▸ **RECORDS FOR THIS EXERCISE**
________________________
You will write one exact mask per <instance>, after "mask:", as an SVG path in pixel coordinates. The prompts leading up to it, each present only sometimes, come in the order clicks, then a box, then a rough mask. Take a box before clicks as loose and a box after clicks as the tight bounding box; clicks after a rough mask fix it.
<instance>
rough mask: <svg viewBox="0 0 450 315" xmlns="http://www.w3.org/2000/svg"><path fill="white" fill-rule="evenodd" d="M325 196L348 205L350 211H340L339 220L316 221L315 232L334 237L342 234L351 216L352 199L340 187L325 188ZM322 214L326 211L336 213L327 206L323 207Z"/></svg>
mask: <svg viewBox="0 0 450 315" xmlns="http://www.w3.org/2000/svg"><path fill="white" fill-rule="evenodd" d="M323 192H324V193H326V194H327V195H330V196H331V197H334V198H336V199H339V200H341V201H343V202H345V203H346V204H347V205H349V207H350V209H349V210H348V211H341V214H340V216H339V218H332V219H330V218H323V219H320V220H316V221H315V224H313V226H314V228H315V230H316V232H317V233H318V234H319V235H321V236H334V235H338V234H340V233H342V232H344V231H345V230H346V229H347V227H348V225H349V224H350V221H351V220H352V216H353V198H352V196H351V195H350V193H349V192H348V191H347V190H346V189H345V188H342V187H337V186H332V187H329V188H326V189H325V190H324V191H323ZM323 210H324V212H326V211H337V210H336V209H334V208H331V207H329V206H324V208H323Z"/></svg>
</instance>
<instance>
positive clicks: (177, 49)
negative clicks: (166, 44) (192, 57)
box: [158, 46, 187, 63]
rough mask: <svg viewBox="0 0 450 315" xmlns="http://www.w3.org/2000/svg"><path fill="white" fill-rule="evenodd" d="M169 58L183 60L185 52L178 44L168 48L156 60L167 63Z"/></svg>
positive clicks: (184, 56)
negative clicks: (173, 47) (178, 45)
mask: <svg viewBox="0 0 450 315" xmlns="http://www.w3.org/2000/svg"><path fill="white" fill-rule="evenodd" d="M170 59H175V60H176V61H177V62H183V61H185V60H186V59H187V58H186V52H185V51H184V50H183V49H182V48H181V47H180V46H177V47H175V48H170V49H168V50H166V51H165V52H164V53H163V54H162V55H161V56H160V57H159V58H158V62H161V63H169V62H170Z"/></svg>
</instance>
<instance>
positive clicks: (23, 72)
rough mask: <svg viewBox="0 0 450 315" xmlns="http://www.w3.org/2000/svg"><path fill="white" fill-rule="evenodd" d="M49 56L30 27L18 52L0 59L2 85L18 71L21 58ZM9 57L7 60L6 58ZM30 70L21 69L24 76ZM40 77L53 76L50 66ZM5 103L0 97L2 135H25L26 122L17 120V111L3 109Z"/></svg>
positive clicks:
________________________
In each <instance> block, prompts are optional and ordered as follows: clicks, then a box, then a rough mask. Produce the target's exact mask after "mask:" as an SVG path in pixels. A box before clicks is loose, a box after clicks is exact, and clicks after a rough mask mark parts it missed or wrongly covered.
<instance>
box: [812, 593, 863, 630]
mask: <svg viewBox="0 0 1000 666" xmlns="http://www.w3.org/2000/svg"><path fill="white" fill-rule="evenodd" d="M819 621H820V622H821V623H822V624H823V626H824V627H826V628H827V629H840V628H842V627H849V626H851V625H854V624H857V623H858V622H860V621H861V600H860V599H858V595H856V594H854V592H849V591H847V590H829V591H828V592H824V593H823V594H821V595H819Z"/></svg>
________________________
▸ **WORK INSTRUCTIONS**
How many lines in the rows above contain the string "exact"? Case matters. Reply with the number alone.

▸ **EXERCISE ANSWER**
2